* About this exercise
Repeat exactly the lines of the entries below from the one with "of the green" through the one with "of the foxtail", both ends included, and nothing else.

* Working data

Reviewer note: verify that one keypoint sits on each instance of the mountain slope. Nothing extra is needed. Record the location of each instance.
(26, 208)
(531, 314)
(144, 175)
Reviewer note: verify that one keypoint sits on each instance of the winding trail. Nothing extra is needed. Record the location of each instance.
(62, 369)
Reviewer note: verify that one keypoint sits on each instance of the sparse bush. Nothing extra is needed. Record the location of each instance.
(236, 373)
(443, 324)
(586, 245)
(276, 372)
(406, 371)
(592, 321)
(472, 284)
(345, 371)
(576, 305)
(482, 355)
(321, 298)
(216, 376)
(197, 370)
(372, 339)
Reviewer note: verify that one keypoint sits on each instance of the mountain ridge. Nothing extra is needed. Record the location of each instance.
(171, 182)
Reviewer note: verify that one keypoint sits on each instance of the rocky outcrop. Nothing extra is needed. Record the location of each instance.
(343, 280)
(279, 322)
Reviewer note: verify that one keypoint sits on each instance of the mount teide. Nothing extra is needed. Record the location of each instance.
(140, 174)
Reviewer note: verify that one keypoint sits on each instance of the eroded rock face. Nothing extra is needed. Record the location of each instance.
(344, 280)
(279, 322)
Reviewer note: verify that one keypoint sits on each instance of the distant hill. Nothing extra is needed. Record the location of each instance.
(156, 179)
...
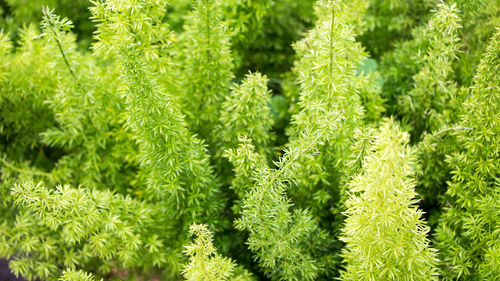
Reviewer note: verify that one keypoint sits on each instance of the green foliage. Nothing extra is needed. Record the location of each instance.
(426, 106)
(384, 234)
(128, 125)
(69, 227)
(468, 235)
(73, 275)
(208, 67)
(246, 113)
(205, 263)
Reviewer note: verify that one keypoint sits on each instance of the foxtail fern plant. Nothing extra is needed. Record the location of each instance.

* Solution below
Reviewer note: verify that one keypoint sits on each instance of the green foliage. Nothing extra is needed. Record the location of each instance.
(426, 106)
(384, 234)
(128, 125)
(69, 227)
(468, 235)
(73, 275)
(208, 67)
(246, 113)
(205, 263)
Reviewer note: verify that one keypoint sits on each instance of the foxtail fern plant. Nothing extra is needed. Record the location of each instance.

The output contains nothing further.